Document section.
- Opening Delimiter -
A female large blue butterfly at the Daneway Banks nature reserve in Gloucestershire PA
The effect is probably already happening...
Extreme weather could threaten the existence of Britain’s butterflies, according to a new study.
Heat waves, cold snaps and heavy rain have probably already contributed to crashing populations of butterflies, the scientists behind the study say. And that same effect is likely to continue.
While scientists have long known that climate change can cause lasting and intense damage to ecosystems, scientists know a lot less about the way that shorter spells of extreme weather can affect them.
The new study looked at data from the UK Butterfly Monitoring Scheme to explore how butterfly populations have changed. That data includes information on populations from more than 1,800 sites in the UK across 37 years.
The team found that rainfall level during the cocoon life stage of butterflies adversely affected more than a quarter of butterfly species in the UK.
But the greatest harm was caused by extreme heat during the "over-wintering" life stage, which had an impact on more than half the species.
Study co-author Dr Aldina Franco, from the University of East Anglia, said: "This may be due to increased incidences of disease or potentially extreme hot temperatures acting as a cue for butterflies or their larvae to come out from over-wintering too early and subsequently (be) killed off by temperatures returning to colder conditions."
Hot weather was found to benefit warmth-loving adult butterflies, leading to a positive population change in more than a third of species.
However, on balance the bad effects of extreme weather events outweighed the good, said the scientists whose findings are published in The Journal Of Animal Ecology.
- Closing Delimiter -
Excerpted data.
- Opening Delimiter -
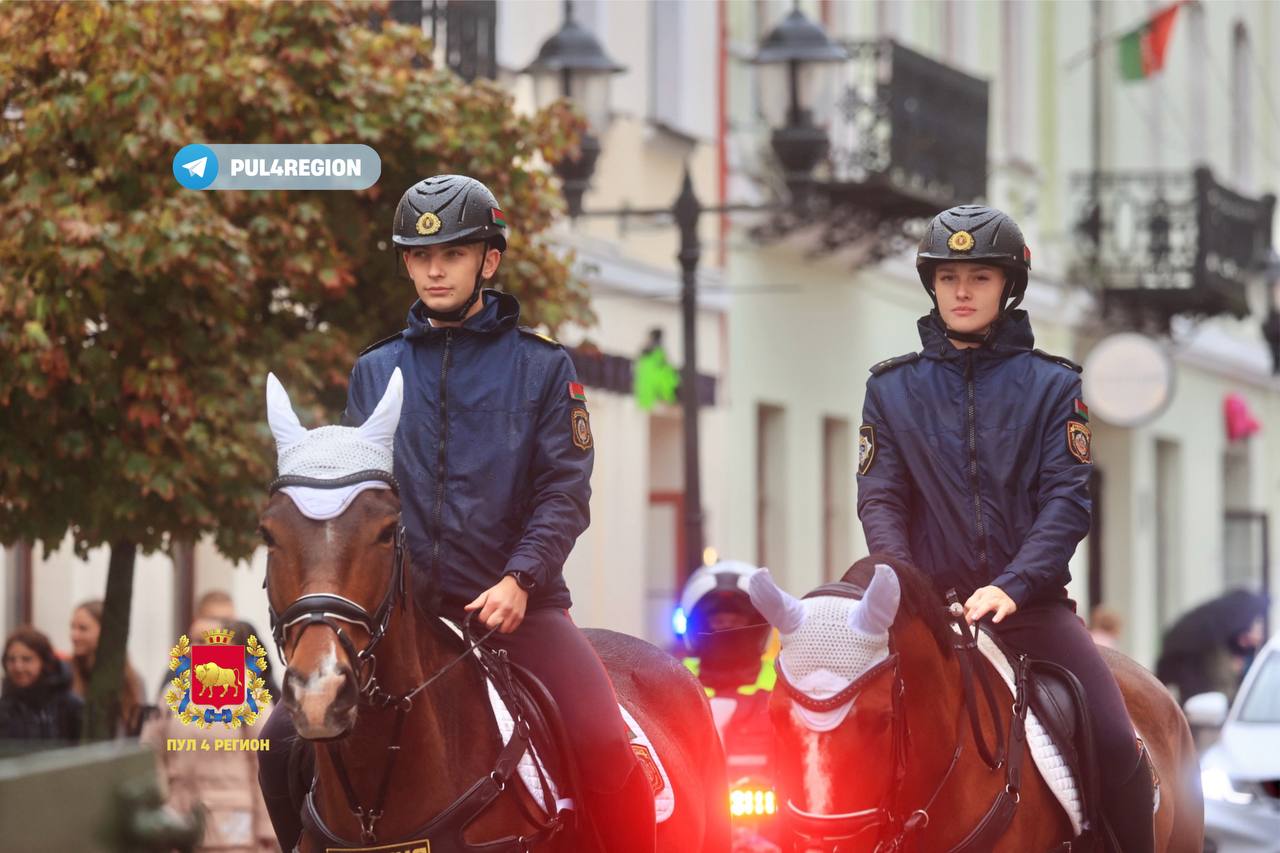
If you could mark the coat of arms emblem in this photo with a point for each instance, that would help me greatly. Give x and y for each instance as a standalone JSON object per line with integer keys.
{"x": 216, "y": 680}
- Closing Delimiter -
- Opening Delimiter -
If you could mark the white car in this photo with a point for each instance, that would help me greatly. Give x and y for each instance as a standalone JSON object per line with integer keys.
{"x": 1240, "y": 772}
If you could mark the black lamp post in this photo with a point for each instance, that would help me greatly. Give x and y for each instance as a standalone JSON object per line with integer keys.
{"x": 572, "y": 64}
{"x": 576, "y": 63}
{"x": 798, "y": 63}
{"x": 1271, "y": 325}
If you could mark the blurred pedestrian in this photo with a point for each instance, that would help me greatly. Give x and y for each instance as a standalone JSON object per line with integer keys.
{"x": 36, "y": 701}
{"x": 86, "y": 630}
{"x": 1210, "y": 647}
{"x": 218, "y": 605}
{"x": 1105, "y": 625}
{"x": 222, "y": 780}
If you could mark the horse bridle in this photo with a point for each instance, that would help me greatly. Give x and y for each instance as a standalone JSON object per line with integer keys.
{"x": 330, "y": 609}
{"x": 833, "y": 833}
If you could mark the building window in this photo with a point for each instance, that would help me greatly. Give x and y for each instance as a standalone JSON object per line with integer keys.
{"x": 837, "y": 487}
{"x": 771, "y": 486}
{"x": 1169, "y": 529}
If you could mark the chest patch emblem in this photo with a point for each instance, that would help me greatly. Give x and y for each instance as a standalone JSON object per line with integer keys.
- Closing Delimiter -
Task set.
a - Rewrite the butterfly study text from the words "Extreme weather could" through the words "species in the UK.", switching "scientists" to "researchers".
b - According to the butterfly study text, where were the scientists' findings published?

Task solutions.
a -
Extreme weather could threaten the existence of Britain’s butterflies, according to a new study.
Heat waves, cold snaps and heavy rain have probably already contributed to crashing populations of butterflies, the researchers behind the study say. And that same effect is likely to continue.
While researchers have long known that climate change can cause lasting and intense damage to ecosystems, researchers know a lot less about the way that shorter spells of extreme weather can affect them.
The new study looked at data from the UK Butterfly Monitoring Scheme to explore how butterfly populations have changed. That data includes information on populations from more than 1,800 sites in the UK across 37 years.
The team found that rainfall level during the cocoon life stage of butterflies adversely affected more than a quarter of butterfly species in the UK.

b - The Journal Of Animal Ecology